■ DATA PROVIDED ■
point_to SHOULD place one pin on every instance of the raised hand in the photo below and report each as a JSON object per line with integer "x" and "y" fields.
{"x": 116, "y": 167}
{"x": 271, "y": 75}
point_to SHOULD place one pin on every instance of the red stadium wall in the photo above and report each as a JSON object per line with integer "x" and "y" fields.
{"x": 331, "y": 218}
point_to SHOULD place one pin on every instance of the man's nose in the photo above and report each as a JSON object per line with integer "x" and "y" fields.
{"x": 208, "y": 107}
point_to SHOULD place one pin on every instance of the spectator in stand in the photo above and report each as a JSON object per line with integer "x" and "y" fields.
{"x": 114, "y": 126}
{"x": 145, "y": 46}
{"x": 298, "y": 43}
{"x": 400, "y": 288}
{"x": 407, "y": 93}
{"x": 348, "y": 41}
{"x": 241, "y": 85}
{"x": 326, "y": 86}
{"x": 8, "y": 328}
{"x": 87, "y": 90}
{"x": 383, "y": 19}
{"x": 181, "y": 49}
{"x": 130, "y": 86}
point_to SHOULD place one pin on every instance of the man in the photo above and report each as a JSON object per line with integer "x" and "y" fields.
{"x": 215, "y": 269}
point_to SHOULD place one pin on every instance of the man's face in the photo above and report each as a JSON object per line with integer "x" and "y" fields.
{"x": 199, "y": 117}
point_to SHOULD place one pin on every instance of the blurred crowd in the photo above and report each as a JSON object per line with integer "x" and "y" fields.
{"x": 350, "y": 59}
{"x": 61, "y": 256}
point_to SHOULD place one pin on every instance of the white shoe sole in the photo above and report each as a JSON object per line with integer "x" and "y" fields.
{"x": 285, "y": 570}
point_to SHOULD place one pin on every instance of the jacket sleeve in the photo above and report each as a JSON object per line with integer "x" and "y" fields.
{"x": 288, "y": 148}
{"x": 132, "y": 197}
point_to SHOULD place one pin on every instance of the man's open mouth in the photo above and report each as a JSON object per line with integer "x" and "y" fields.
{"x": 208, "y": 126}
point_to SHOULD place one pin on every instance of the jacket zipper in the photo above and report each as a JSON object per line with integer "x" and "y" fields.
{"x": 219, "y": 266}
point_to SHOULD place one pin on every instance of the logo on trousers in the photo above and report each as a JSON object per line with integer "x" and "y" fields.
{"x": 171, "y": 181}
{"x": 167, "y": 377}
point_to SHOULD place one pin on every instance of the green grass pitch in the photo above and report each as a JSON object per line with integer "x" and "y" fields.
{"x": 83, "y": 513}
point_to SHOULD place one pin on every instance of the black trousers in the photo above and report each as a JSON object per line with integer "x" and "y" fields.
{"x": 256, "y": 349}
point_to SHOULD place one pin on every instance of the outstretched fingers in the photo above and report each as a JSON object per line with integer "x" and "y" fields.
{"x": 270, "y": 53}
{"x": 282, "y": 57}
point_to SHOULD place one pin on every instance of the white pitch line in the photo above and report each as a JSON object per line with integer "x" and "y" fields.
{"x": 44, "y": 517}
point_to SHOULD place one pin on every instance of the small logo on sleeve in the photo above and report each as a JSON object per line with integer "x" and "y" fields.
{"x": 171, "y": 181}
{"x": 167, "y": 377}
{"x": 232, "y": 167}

■ WHAT IS BEING ASKED ■
Copy the material above so that it matches line for line.

■ RESPONSE TO THIS TASK ■
point_to SHOULD place one pin on every instance of the raised hand in the photo below and report each as a JSON object per line with integer "x" and "y" fields.
{"x": 116, "y": 167}
{"x": 271, "y": 75}
point_to SHOULD place one pin on every instance of the red stadium wall in the photo above and report each as a JSON object per line with integer "x" and "y" fields.
{"x": 331, "y": 218}
point_to SHOULD place one pin on every instance of the man's nose in the photo above and report each as a JSON object per line with integer "x" and "y" fields.
{"x": 208, "y": 107}
point_to SHOULD place one pin on every instance of the spectator in stand in the photo above and report each as a JSON object per line with integer "x" and "y" fields.
{"x": 114, "y": 126}
{"x": 145, "y": 46}
{"x": 298, "y": 43}
{"x": 400, "y": 288}
{"x": 407, "y": 93}
{"x": 348, "y": 41}
{"x": 241, "y": 85}
{"x": 326, "y": 86}
{"x": 8, "y": 328}
{"x": 87, "y": 90}
{"x": 383, "y": 19}
{"x": 181, "y": 49}
{"x": 130, "y": 86}
point_to SHOULD place one pin on every instance of the man in the photo above and report each as a JSON object per line with integer "x" and "y" fields.
{"x": 215, "y": 269}
point_to SHOULD place one pin on every instance of the man's face in the photo above and report each as a JSON object per line with integer "x" and "y" fields.
{"x": 199, "y": 117}
point_to SHOULD place one pin on every instance of the blurred crowd in the photo above and report each as a JSON object per line with integer "x" and "y" fields.
{"x": 350, "y": 59}
{"x": 61, "y": 256}
point_to SHOULD place one pin on every instance of the white shoe sole in the photo above and report each as a JSON object per line with integer "x" and "y" fields.
{"x": 285, "y": 570}
point_to SHOULD place one pin on every instance of the jacket sleeve in the photo above and report each as a JSON object per line with integer "x" and "y" fields.
{"x": 288, "y": 148}
{"x": 132, "y": 197}
point_to SHOULD place one pin on every instance of the man's open mouth in the photo above and report each as a JSON object per line with integer "x" and "y" fields.
{"x": 208, "y": 126}
point_to SHOULD place one pin on every instance of the jacket zipper in the photo above and report each as a JSON object per line with integer "x" and "y" fields.
{"x": 219, "y": 266}
point_to SHOULD place one pin on every instance of the logo on trousers in the photo above and report each as a JSON object per line with integer "x" and "y" fields.
{"x": 171, "y": 181}
{"x": 167, "y": 377}
point_to SHOULD place one pin on every instance of the green grass pitch in the photo above and report each as a JSON object per line with integer "x" and "y" fields.
{"x": 83, "y": 513}
point_to SHOULD place one pin on every instance of the black trousers in the photo above and report each as a JSON object per line with integer "x" and "y" fields.
{"x": 256, "y": 349}
point_to SHOULD place one pin on every instance of the outstretched fingers in the photo above and report each as a JSON object per line with integer "x" and "y" fields.
{"x": 270, "y": 53}
{"x": 282, "y": 57}
point_to SHOULD place one pin on every instance of the white pitch line in the photo above and report each as a JSON object per line with integer "x" and "y" fields.
{"x": 44, "y": 517}
point_to SHOULD place one pin on every instance of the small logo on sleeve in the photo above and report each as a JSON object per line with integer "x" and "y" fields.
{"x": 171, "y": 181}
{"x": 167, "y": 377}
{"x": 232, "y": 167}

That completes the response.